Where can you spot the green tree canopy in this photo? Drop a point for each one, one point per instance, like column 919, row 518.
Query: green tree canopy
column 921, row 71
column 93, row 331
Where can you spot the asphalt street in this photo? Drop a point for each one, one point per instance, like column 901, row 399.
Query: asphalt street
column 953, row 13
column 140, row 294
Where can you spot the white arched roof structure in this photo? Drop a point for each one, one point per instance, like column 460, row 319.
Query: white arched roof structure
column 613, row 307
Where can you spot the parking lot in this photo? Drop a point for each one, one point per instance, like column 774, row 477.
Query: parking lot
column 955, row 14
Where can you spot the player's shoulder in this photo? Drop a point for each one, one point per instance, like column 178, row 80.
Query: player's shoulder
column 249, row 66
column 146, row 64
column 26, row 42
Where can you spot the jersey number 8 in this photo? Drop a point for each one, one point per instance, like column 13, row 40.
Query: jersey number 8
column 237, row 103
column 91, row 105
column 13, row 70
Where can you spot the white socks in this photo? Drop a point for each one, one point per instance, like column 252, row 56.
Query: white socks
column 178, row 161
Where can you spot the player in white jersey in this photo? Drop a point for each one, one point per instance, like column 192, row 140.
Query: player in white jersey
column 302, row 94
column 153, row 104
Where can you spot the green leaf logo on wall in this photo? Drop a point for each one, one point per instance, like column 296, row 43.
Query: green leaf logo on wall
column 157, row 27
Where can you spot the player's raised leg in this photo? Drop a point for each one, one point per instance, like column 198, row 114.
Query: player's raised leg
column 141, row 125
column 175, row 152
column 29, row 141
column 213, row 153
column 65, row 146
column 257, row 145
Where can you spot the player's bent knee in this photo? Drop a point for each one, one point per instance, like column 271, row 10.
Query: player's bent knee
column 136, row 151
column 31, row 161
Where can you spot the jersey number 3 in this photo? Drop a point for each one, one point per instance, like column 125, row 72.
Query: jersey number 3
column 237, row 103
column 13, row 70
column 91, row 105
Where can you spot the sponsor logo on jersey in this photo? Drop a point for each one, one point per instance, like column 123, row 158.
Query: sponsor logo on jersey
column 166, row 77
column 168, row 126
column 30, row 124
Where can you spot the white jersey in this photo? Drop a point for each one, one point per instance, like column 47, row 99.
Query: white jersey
===
What is being asked -
A faithful, word-for-word transcript of the material above is the required answer.

Response for this exercise -
Where can you spot the green tree canopy in this photo? Drop a point for each one, one point per instance, like column 919, row 518.
Query: green tree canopy
column 921, row 71
column 93, row 331
Where can you spot the asphalt street in this photo? Drop a point for each one, one point per instance, like column 901, row 399.
Query: asphalt street
column 953, row 13
column 140, row 294
Where can you spot the white arched roof structure in this photo? Drop a point for each one, one point per instance, like column 460, row 319.
Query: white arched roof structure
column 613, row 307
Where can you spot the parking lot in this photo? Drop a point for each one, one point per instance, like column 774, row 477.
Query: parking lot
column 955, row 14
Where can you spot the player's shoulder in this photo? Drop a point for each one, one point per instance, like column 178, row 80.
Query: player's shoulder
column 249, row 66
column 146, row 64
column 26, row 42
Where can you spot the jersey number 8 in this photo? Drop a point for each one, one point per instance, like column 13, row 40.
Query: jersey number 8
column 237, row 103
column 91, row 105
column 13, row 70
Where can you spot the white socks in this photo? Drop a point for each one, one point per instance, like column 252, row 56.
Query: white socks
column 178, row 161
Where can you spot the player in white jersey in this photo? Drop a point for each one, one point per instance, like column 192, row 140.
Query: player in white jersey
column 302, row 94
column 153, row 104
Where can you spot the green leaf logo on wall in this photo? Drop a point for each one, one point per instance, like column 296, row 43.
Query: green leaf logo on wall
column 157, row 27
Where can you spot the player's raised leg in this photo? Drop a point for each one, one point per instance, like column 198, row 114.
Query: player's raised leg
column 141, row 125
column 175, row 152
column 29, row 141
column 213, row 153
column 65, row 146
column 257, row 145
Where can you spot the player's bent knee in this photo? Drop a point for each one, one point per instance, like column 271, row 10.
Query: player's bent knee
column 136, row 151
column 31, row 161
Where can you spot the jersey number 3 in this photo? Drop a point for each one, one point per instance, like column 125, row 72.
Query: jersey number 3
column 237, row 103
column 13, row 70
column 91, row 105
Where can you spot the sponsor logo on jersey in this photo? Drop a point for each one, one point per instance, like column 123, row 158.
Query: sponsor logo on jersey
column 166, row 77
column 168, row 126
column 30, row 124
Where can you spot the white jersey in this photo? Drop a point for each one, one point per instance, like column 47, row 99.
Query: white jersey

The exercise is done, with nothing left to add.